— BEGIN Listed records —
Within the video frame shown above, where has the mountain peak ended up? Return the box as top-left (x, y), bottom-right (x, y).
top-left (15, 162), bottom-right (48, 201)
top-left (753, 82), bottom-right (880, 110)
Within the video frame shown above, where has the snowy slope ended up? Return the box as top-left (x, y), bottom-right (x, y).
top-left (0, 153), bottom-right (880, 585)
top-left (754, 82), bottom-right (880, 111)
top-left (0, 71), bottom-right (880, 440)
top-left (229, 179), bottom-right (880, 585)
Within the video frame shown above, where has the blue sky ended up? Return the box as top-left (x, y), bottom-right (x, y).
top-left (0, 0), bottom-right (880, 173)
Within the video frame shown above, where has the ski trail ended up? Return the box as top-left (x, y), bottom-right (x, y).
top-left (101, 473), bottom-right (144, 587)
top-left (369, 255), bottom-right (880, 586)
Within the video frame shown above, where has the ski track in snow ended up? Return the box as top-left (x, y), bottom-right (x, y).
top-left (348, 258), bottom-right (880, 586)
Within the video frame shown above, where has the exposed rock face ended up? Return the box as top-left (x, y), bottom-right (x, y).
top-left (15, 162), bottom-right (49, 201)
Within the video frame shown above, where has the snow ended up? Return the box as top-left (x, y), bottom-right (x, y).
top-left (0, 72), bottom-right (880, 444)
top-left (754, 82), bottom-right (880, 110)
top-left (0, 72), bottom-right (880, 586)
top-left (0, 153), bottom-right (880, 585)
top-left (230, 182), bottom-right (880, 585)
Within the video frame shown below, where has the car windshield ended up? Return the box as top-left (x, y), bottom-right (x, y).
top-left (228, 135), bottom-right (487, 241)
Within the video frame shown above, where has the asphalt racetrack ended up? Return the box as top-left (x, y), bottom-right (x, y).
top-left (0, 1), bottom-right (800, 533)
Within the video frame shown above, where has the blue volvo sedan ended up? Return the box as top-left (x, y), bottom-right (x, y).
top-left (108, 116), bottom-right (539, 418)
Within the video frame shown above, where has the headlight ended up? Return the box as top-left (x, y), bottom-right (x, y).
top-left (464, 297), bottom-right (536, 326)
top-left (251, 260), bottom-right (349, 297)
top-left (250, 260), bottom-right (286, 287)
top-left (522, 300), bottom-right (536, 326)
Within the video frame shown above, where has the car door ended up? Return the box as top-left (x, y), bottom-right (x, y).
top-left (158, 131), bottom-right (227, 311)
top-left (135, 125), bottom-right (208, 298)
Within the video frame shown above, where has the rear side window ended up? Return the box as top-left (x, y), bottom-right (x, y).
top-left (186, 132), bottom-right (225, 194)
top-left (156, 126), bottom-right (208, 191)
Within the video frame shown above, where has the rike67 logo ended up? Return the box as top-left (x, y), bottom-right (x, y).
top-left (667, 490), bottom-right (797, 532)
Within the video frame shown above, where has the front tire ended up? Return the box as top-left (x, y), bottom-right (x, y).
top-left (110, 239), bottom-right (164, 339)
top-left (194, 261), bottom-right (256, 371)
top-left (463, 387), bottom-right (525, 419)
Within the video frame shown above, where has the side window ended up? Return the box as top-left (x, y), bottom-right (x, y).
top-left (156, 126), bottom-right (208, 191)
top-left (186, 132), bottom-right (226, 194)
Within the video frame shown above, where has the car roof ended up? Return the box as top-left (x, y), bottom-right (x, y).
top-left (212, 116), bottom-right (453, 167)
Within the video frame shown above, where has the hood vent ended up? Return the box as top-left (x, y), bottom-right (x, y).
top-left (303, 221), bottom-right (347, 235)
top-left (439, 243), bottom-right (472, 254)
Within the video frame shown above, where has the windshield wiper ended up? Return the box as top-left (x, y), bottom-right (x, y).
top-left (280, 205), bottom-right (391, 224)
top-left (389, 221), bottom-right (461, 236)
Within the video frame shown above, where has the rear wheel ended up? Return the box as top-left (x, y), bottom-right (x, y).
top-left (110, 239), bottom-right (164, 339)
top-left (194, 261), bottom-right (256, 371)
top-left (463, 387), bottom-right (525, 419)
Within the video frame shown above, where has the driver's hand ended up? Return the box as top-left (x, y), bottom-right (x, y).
— END Listed records —
**What you should do:** Reproduce the entries above verbatim, starting at the line containing "Within the video frame shown above, where has the rike67" and ending at the line containing "top-left (389, 221), bottom-right (461, 236)", both included.

**Output of the exercise:**
Within the video frame shown above, where has the rike67 logo ended up? Return the box as top-left (x, y), bottom-right (x, y).
top-left (667, 490), bottom-right (797, 532)
Within the video frame shown above, where has the front tire ended up? Return the box as top-left (x, y), bottom-right (x, y).
top-left (110, 239), bottom-right (164, 339)
top-left (194, 261), bottom-right (256, 371)
top-left (463, 387), bottom-right (525, 419)
Within the video frame shown above, where has the side window ended up? Return the box as top-left (x, y), bottom-right (x, y).
top-left (156, 126), bottom-right (208, 191)
top-left (186, 132), bottom-right (226, 194)
Within the video frame shown above, where has the car roof ended up? Return the box as top-left (x, y), bottom-right (x, y).
top-left (212, 116), bottom-right (453, 167)
Within the video frame shown above, where has the hood vent ended up? Return the box as top-left (x, y), bottom-right (x, y).
top-left (303, 221), bottom-right (347, 235)
top-left (439, 243), bottom-right (472, 254)
Within the video frame shown above, where has the windshield wiper ended up? Return the box as top-left (x, y), bottom-right (x, y).
top-left (280, 205), bottom-right (391, 224)
top-left (389, 221), bottom-right (461, 236)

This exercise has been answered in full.